■ Exercise requirements:
Return the line that has "the grey body" and all lines below it through the last, exactly as they stand; omit pictures.
*** Records to process ***
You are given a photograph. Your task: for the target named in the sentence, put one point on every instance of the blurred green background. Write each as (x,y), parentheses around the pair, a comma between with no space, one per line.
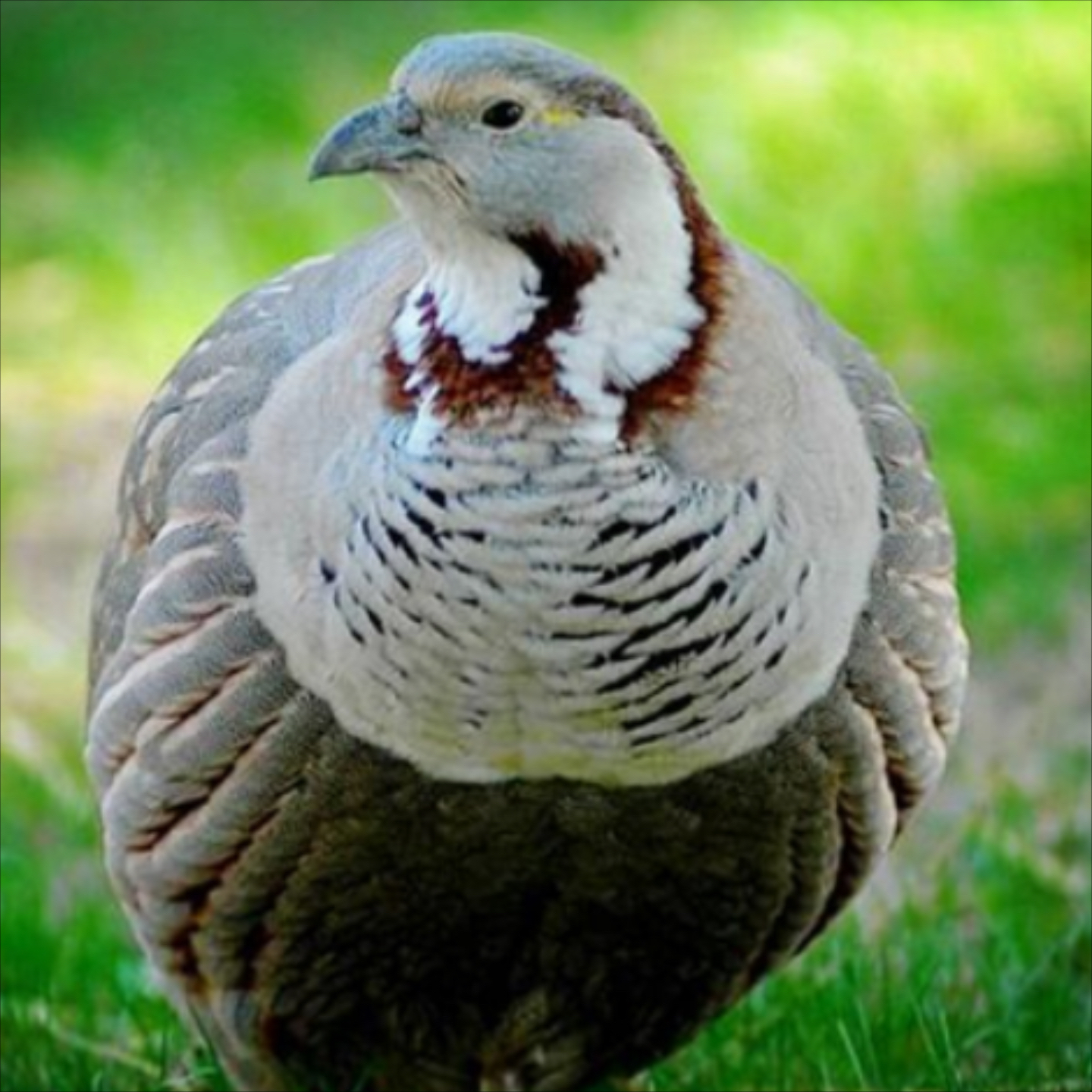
(924,168)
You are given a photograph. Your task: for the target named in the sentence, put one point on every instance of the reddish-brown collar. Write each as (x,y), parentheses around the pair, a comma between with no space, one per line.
(462,390)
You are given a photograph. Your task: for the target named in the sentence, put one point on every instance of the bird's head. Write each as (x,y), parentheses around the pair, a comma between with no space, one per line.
(505,134)
(570,262)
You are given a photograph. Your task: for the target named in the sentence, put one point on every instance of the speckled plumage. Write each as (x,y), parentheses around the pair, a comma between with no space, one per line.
(327,905)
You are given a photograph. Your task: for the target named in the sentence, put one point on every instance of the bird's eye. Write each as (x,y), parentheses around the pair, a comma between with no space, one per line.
(504,115)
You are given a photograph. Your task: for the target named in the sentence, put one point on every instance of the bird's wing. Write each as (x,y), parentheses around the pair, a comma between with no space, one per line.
(196,731)
(893,714)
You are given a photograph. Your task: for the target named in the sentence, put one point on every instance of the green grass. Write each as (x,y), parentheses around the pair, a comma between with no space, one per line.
(978,982)
(926,168)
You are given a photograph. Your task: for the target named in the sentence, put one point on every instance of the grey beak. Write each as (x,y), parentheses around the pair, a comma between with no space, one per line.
(381,138)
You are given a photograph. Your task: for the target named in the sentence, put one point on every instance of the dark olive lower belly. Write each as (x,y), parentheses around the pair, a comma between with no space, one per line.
(394,922)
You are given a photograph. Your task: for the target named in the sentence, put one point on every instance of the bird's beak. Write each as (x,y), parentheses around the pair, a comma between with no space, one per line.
(384,136)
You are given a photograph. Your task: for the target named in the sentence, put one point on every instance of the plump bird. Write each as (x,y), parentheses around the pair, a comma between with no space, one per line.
(526,629)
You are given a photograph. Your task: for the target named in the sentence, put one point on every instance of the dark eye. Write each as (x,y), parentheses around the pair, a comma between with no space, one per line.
(505,115)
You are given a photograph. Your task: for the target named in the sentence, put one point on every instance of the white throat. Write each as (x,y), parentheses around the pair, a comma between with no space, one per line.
(633,322)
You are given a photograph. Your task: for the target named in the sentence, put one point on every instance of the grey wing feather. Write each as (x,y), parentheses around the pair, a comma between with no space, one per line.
(908,667)
(198,735)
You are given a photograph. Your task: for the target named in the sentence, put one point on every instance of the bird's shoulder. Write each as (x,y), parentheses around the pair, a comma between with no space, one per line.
(201,415)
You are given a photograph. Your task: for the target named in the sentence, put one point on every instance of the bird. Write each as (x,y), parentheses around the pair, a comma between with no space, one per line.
(526,628)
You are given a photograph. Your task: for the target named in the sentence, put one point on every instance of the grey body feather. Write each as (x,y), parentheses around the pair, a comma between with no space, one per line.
(500,766)
(317,905)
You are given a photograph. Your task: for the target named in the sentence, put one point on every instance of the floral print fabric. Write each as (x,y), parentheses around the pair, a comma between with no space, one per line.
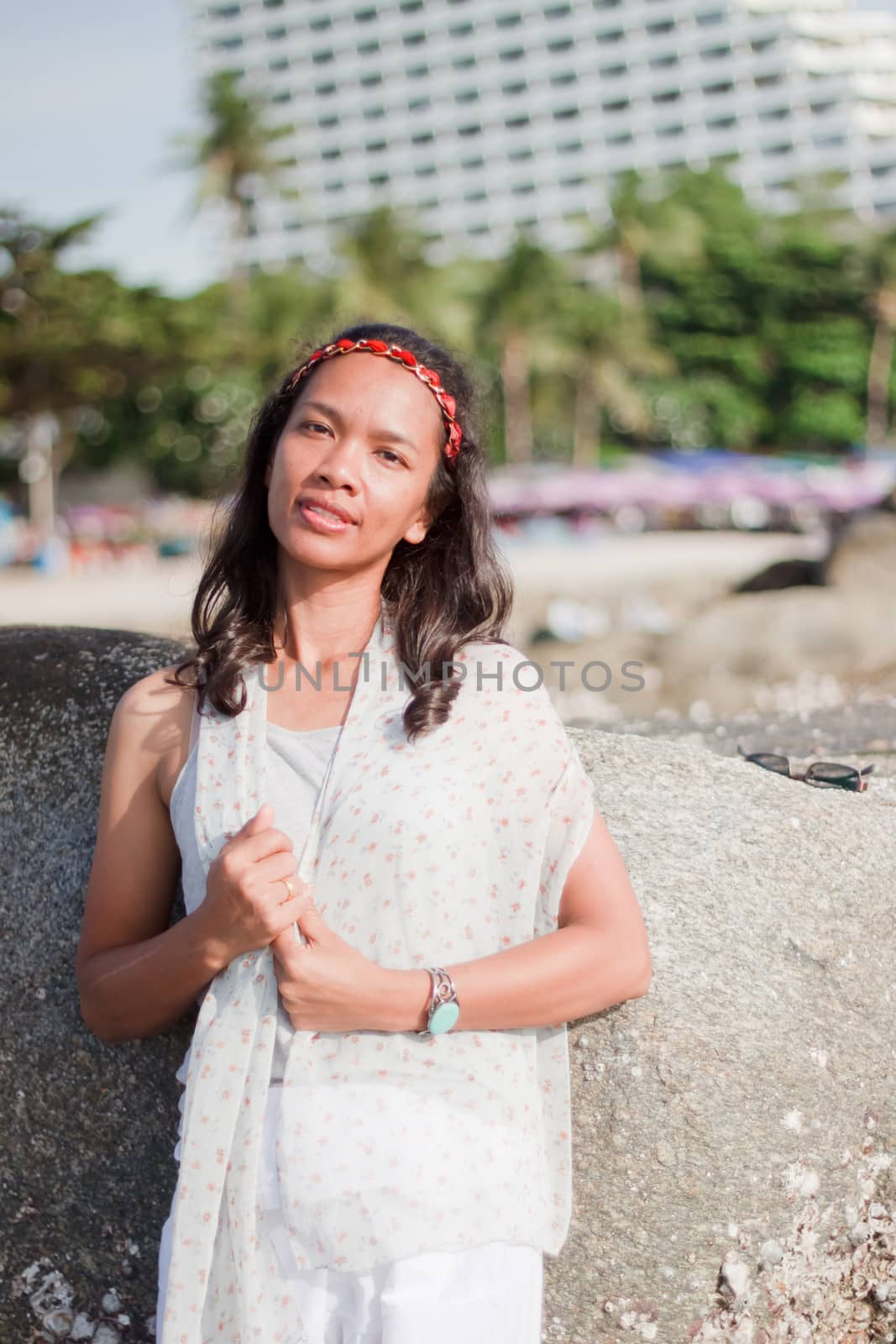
***
■ Output for this task:
You are given a photograph. Your task: for the target named in the sentence, put one point on every instance of the grey body feather. Write each as (x,y), parentheses around the pair, a comma between with no space, one per line.
(500,766)
(317,905)
You are given a photograph. Your task: for the target named in the sentence, put one point on every instance of the floral print fabric. Write each as (x,y), parentheses around the pair, a comma between with no space, one per line.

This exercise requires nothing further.